▶ _CONSIGNES_
**a)** Dans la critique du film « La traque », recopiez le passage commençant par « Dans ce cinéma » et finissant par « substances de mort. », en remplaçant « cochons sauvages » par « porcs sauvages ».
**b)** D'après la critique du film « La traque », à quelle date le film sort-il ?

▶ _TEXTE FOURNI_
Réalisé
par Antoine Blossier. France. Fantastique. Durée : 1h20 (Sortie le 13 juillet 2011). Avec Grégoire Colin, François Levantal, Fred Ulysse, Bérénice Béjo, Isabelle Renauld et Joseph Mallerba.
Ces derniers mois, on a pu constater un frémissement "fantastique" dans le cinéma français, grâce à de jeunes réalisateurs qui, àl’instar de leurs homologues européens, notamment espagnols, n’hésitent plus à s’emparer du genre pour le parer de couleurs tricolores.
On a ainsi pu voir un hommage au "giallo" avec "Amer" ou "Les nuits rouges du bourreau de jade", assister au retour d’un cinéma baignant dans l’étrange avec "La lisière" et même faire un tour au pays des morts-vivants avec "La Meute".
Aujourd’hui, c’est vers le "gore à la française" que semble lorgner Antoine Blossier pour son premier film, "La traque", dont l’originalité est de faire naître la peur des fourrés d’une forêt obscure, sous la forme d’une angoisse primitive distillée par des sangliers transformés en bêtes terrifiantes à la suite de mutations génétiques dues à l’absorption de produits chimiques.
Dans ce cinéma "goret", selon le mot d’un critique trop porté sur le calembour, il y a une justice immanente : les victimes des cochons sauvages seront précisément les membres de la famille qui s’est enrichie en pourrissant la terre avec ses substances de mort.

▶ _DONNÉES FOURNIES_
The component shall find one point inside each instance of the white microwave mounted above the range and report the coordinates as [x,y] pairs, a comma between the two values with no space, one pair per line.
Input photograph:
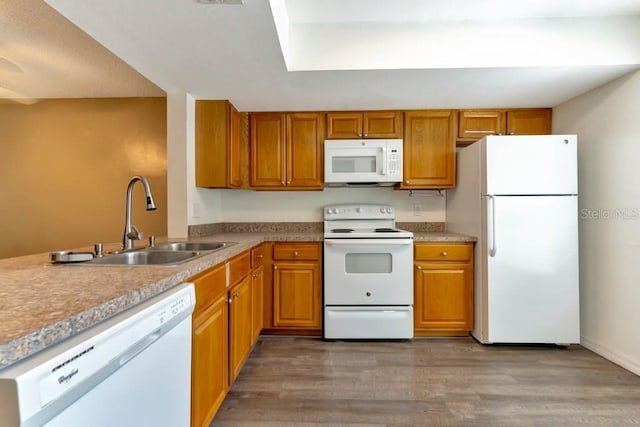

▶ _EXERCICE CORRIGÉ_
**a)**
Dans ce cinéma "goret", selon le mot d’un critique trop porté sur le calembour, il y a une justice immanente : les victimes des porcs sauvages seront précisément les membres de la famille qui s’est enrichie en pourrissant la terre avec ses substances de mort.

**b)** Le 13 juillet 2011.